What you are asked to do:
Return exactly the lines that run from the one containing "motor housing and" to the end of the entries, with both ends included.

[Stored entries]
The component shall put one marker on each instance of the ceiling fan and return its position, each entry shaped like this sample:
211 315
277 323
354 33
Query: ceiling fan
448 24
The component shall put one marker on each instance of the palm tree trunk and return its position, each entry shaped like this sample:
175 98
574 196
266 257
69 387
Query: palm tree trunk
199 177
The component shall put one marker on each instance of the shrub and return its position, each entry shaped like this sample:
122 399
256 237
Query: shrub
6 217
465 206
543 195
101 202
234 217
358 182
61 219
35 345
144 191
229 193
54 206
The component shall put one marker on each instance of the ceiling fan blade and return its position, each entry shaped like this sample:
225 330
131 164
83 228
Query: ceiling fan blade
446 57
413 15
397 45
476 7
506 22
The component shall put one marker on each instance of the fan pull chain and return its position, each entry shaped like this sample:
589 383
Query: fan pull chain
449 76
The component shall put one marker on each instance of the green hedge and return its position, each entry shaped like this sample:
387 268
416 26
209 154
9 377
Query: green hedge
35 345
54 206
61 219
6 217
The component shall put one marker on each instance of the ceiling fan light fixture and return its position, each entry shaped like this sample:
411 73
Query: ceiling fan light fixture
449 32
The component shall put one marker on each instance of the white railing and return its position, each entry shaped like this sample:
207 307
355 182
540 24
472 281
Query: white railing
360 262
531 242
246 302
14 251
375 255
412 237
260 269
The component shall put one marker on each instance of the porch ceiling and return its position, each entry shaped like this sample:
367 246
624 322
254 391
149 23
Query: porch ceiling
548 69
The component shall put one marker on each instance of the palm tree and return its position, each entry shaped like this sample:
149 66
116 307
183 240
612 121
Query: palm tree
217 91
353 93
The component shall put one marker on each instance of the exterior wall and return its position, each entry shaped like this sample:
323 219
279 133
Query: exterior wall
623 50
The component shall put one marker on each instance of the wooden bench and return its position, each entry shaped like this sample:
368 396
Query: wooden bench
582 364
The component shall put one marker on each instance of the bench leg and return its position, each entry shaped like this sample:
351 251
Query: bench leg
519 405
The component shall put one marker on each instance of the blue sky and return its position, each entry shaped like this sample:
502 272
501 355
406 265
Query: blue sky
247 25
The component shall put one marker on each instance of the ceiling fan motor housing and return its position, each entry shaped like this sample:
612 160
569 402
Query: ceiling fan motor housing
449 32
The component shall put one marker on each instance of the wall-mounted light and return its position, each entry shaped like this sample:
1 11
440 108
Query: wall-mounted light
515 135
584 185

Reply to the exercise:
The component shall put one marker on each instance of the ceiling fan motor housing and return its position, each entry shaped like this sample:
612 160
569 402
Query: ceiling fan motor housing
449 32
The component shall put one marker on each instance of the wall-mounted light and return its position, each entry shaped like this sample:
1 11
440 108
Query: wall-mounted light
515 135
584 185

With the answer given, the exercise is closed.